— Start of Data provided —
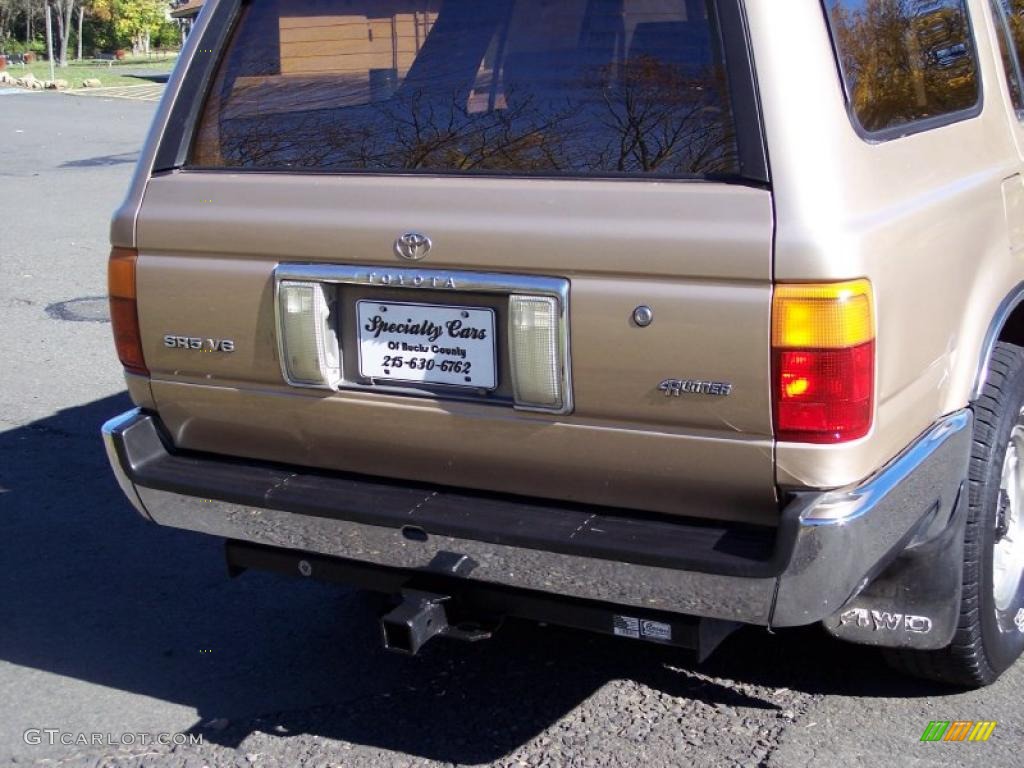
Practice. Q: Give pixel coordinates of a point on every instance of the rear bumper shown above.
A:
(827, 546)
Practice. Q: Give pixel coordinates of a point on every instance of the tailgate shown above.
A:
(603, 147)
(697, 254)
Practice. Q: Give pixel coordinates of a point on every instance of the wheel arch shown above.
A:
(1007, 326)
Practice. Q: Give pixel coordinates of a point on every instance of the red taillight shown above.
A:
(124, 313)
(824, 395)
(823, 361)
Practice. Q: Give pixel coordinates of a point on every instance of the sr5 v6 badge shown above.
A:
(198, 344)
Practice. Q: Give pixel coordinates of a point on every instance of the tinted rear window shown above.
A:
(904, 60)
(546, 87)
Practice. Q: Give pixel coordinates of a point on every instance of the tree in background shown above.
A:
(64, 12)
(136, 20)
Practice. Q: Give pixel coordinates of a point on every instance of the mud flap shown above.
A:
(915, 601)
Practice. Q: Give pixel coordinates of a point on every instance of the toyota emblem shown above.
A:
(413, 246)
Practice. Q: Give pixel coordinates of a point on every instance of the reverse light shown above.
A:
(124, 309)
(823, 361)
(535, 341)
(308, 345)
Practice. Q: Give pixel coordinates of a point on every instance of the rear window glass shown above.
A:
(547, 87)
(904, 60)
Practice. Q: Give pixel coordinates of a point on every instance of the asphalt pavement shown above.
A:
(114, 627)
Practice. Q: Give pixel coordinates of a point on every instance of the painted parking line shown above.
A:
(146, 92)
(14, 91)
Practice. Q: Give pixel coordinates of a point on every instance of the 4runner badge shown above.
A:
(679, 387)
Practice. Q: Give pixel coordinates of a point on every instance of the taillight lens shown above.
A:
(308, 344)
(124, 311)
(534, 336)
(823, 360)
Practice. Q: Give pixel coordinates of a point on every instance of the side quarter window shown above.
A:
(905, 61)
(1009, 17)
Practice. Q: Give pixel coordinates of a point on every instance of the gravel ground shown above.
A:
(112, 626)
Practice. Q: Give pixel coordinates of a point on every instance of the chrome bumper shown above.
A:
(828, 545)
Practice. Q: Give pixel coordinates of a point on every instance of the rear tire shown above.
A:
(990, 632)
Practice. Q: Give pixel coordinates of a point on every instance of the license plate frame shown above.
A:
(439, 361)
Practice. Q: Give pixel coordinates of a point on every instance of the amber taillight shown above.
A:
(124, 312)
(823, 361)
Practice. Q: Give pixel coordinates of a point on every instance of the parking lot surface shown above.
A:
(111, 626)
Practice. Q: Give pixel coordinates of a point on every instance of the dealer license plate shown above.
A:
(427, 343)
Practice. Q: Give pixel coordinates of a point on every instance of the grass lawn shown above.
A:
(107, 73)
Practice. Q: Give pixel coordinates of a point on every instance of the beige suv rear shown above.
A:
(653, 317)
— End of Data provided —
Exercise aim
Copy verbatim the lines of the data above, beginning at the line that contains "rear shown above." and continuing through the final line of the data.

Correct response
Practice. Q: Give pixel coordinates of a point on every instance of the beige suv rear shown above.
A:
(653, 317)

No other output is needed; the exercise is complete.